Requirement: Below are entries; copy exactly the lines from the one with "x=484 y=319" through the one with "Q: Point out the wall", both included, and leave out the rest.

Extracted records:

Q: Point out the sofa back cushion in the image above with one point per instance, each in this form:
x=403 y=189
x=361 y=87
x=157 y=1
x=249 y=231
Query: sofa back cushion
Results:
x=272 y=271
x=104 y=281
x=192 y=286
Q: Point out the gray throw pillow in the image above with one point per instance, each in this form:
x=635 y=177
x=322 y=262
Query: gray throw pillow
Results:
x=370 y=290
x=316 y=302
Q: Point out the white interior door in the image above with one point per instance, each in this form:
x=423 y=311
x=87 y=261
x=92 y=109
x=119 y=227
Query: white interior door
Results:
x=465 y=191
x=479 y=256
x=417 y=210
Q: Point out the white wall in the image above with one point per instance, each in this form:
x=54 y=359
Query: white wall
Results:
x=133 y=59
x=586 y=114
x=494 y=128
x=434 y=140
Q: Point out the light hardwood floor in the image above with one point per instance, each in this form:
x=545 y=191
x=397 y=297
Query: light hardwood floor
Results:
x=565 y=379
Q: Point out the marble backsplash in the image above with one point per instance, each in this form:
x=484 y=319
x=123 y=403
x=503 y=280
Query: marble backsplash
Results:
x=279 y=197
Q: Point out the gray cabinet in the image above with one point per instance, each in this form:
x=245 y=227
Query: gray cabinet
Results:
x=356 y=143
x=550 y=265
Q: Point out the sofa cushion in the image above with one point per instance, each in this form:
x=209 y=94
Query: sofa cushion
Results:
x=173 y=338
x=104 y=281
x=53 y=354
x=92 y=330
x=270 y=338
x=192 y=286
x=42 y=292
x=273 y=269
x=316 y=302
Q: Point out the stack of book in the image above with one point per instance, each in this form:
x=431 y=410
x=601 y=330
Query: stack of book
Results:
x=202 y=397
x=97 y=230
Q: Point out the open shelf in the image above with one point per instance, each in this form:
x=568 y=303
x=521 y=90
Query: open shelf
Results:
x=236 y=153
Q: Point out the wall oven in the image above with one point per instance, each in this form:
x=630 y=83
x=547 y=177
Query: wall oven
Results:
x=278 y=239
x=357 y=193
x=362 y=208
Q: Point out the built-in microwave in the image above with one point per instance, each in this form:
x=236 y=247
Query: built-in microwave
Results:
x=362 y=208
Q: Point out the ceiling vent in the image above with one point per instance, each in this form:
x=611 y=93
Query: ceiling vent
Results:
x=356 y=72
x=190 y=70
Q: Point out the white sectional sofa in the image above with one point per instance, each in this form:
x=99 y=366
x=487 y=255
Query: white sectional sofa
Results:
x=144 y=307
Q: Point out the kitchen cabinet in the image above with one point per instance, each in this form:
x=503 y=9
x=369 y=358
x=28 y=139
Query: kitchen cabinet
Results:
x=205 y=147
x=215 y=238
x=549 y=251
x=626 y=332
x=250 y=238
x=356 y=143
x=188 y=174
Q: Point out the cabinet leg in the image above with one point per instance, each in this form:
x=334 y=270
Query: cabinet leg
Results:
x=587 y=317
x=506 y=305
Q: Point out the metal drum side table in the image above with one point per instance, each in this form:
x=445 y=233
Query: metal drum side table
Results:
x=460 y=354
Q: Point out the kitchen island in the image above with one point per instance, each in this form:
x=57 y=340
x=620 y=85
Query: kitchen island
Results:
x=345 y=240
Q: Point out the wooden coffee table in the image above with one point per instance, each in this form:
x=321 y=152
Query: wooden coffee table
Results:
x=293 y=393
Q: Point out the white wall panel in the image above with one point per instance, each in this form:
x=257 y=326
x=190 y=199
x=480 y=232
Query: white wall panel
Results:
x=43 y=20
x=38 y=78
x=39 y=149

==

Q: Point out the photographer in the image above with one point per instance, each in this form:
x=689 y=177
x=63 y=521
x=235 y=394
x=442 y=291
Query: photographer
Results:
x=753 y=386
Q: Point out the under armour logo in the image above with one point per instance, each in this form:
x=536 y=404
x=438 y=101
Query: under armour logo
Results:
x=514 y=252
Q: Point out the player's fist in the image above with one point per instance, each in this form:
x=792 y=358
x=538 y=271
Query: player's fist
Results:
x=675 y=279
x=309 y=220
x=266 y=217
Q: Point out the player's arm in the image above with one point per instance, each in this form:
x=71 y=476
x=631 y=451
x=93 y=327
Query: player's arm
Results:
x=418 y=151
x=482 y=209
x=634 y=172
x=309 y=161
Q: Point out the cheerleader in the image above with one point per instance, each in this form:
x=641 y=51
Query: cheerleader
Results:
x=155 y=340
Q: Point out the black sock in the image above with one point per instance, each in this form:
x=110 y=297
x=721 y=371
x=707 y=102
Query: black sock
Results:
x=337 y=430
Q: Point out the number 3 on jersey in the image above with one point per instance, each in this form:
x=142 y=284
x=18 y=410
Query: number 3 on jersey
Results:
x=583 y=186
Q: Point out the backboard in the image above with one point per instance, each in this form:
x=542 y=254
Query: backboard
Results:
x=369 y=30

Output for this task:
x=484 y=319
x=123 y=403
x=503 y=280
Query: marble backsplash
Results:
x=279 y=197
Q: Point out the gray cabinet in the image above with one point per instance, each in this form:
x=245 y=227
Query: gray cabinet
Results:
x=356 y=143
x=550 y=265
Q: Point out the sofa cushion in the image above with one point per instance, each in this form:
x=209 y=94
Query: sofa cushion
Results:
x=173 y=338
x=104 y=281
x=53 y=354
x=92 y=330
x=270 y=338
x=192 y=286
x=42 y=292
x=273 y=269
x=316 y=302
Q: Point out the stack of book in the image above with one point per instance, each in this form:
x=431 y=410
x=601 y=330
Query: stack of book
Results:
x=202 y=397
x=97 y=230
Q: Point out the open shelf in the image above with one point per instance, each in this form:
x=568 y=303
x=521 y=90
Query: open shelf
Results:
x=236 y=153
Q: Point out the wall oven in the image above with one point per instance, each in this form:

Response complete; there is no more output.